◆ TASK DESCRIPTION ◆
Every line in the data below that has the word "slope" should be returned.

◆ Collected data ◆
----------

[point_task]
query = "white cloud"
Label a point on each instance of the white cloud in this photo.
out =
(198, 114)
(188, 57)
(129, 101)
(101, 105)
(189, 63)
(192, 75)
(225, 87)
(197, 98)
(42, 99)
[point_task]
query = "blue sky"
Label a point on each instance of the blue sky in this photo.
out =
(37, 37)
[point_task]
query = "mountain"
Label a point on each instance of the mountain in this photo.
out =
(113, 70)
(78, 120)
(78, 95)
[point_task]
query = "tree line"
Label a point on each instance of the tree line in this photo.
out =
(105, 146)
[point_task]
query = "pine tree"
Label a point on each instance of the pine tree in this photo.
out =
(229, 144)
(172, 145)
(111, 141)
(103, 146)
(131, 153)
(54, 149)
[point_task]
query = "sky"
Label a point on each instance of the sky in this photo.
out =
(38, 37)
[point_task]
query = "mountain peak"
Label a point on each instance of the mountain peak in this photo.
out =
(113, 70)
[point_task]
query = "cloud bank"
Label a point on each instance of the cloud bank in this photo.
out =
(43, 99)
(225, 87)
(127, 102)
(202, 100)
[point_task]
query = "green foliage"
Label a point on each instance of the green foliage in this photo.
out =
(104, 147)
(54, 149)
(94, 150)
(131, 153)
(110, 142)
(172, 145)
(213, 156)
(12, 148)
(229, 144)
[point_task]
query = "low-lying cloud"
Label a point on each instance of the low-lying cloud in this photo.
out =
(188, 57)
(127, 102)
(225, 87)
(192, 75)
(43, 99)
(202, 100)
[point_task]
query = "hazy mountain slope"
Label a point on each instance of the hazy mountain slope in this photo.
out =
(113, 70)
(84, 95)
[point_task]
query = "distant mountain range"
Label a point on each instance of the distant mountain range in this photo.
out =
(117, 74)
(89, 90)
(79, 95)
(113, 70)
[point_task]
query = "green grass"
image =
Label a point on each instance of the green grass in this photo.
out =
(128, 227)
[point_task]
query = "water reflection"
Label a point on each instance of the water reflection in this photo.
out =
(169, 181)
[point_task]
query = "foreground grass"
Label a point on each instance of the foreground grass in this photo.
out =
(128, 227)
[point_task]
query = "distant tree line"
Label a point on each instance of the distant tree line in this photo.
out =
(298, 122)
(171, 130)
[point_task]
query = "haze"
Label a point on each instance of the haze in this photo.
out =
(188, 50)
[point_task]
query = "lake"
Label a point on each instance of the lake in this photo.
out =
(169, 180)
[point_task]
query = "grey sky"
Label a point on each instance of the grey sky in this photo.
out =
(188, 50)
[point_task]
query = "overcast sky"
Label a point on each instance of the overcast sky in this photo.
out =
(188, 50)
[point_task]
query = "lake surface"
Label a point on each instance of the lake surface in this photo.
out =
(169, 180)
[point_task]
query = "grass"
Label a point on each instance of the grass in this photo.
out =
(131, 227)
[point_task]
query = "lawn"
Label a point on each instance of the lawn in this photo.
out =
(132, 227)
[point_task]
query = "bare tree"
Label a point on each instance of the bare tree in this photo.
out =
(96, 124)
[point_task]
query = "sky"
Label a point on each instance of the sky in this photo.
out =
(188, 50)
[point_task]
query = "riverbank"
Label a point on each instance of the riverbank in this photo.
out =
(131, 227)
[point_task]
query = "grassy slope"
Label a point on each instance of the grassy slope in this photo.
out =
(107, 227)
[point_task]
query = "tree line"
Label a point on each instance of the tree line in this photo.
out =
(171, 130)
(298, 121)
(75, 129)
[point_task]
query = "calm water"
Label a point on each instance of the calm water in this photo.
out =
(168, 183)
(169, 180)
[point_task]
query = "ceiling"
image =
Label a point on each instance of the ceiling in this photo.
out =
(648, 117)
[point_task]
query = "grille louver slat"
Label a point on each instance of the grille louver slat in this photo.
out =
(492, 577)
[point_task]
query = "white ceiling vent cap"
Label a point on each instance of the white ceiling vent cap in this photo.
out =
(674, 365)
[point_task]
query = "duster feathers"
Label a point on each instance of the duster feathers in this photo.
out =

----------

◆ ANSWER BELOW ◆
query = "hazy mountain slope"
Label a point on each instance of the hazy mountain slope in this photo.
query = "grassy slope"
Label a point on each instance of the grassy slope in this photo.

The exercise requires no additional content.